* BEGIN Dataset rows *
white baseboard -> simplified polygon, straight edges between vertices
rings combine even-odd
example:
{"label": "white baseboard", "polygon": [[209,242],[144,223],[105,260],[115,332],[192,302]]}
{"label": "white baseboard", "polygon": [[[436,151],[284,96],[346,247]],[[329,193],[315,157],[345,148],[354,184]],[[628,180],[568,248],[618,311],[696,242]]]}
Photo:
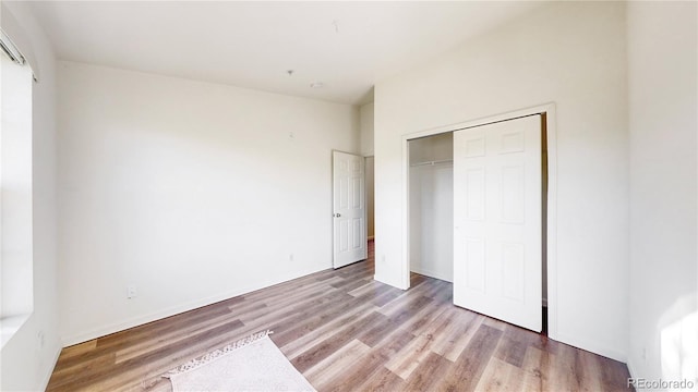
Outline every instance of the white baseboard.
{"label": "white baseboard", "polygon": [[46,391],[48,388],[48,382],[51,380],[51,376],[53,375],[53,369],[56,368],[56,364],[58,363],[58,357],[61,355],[62,347],[56,346],[53,351],[53,360],[51,362],[51,366],[47,368],[47,372],[44,375],[44,380],[41,382],[40,391]]}
{"label": "white baseboard", "polygon": [[215,304],[217,302],[221,302],[225,299],[229,299],[239,295],[243,295],[243,294],[248,294],[251,293],[253,291],[260,290],[260,289],[265,289],[265,287],[269,287],[273,286],[275,284],[279,284],[279,283],[284,283],[287,282],[289,280],[293,280],[293,279],[298,279],[298,278],[302,278],[305,275],[309,275],[311,273],[315,273],[318,271],[322,271],[326,268],[313,268],[313,269],[309,269],[309,270],[303,270],[300,272],[294,272],[294,273],[288,273],[286,275],[281,275],[281,277],[276,277],[263,282],[258,282],[256,284],[251,284],[249,286],[245,287],[240,287],[237,290],[232,290],[229,291],[227,293],[222,293],[222,294],[218,294],[218,295],[213,295],[206,298],[202,298],[202,299],[196,299],[196,301],[191,301],[184,304],[180,304],[177,306],[172,306],[163,310],[158,310],[158,311],[154,311],[147,315],[142,315],[142,316],[137,316],[137,317],[133,317],[131,319],[128,319],[123,322],[118,322],[118,323],[112,323],[109,326],[104,326],[100,328],[96,328],[93,329],[91,331],[86,331],[86,332],[81,332],[81,333],[75,333],[75,334],[71,334],[71,335],[67,335],[67,336],[61,336],[61,343],[63,345],[63,347],[68,347],[74,344],[79,344],[79,343],[84,343],[87,341],[91,341],[93,339],[97,339],[97,338],[101,338],[101,336],[106,336],[108,334],[115,333],[115,332],[119,332],[119,331],[123,331],[127,330],[129,328],[133,328],[133,327],[137,327],[137,326],[142,326],[144,323],[148,323],[148,322],[153,322],[153,321],[157,321],[170,316],[174,316],[174,315],[179,315],[181,313],[184,311],[189,311],[189,310],[193,310],[196,308],[200,308],[202,306],[207,306],[210,304]]}
{"label": "white baseboard", "polygon": [[565,343],[568,344],[570,346],[577,347],[577,348],[581,348],[585,351],[588,351],[590,353],[594,353],[594,354],[599,354],[601,356],[604,356],[606,358],[611,358],[611,359],[615,359],[617,362],[622,362],[622,363],[626,363],[627,362],[627,354],[624,352],[621,352],[616,348],[611,348],[605,346],[604,344],[600,344],[599,342],[590,342],[583,339],[573,339],[569,336],[565,336],[565,335],[561,335],[559,333],[555,334],[554,336],[551,334],[550,339],[561,342],[561,343]]}
{"label": "white baseboard", "polygon": [[414,272],[414,273],[422,274],[424,277],[430,277],[430,278],[443,280],[443,281],[450,282],[450,283],[454,282],[453,277],[448,277],[446,273],[438,273],[438,272],[434,272],[432,270],[420,269],[420,268],[412,268],[411,271]]}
* END Dataset rows *
Copy out the listing word for word, from its first line through the line that contains "Outline every instance", and omit the pictures.

Written response:
white baseboard -> simplified polygon, straight edges between vertices
rings combine even-odd
example:
{"label": "white baseboard", "polygon": [[209,242],[144,223],[105,260],[115,332],[192,302]]}
{"label": "white baseboard", "polygon": [[[436,151],[284,96],[346,247]],[[329,193],[315,157],[345,148],[354,184]],[[628,180],[568,248],[618,311],[696,242]]]}
Photo:
Outline every instance of the white baseboard.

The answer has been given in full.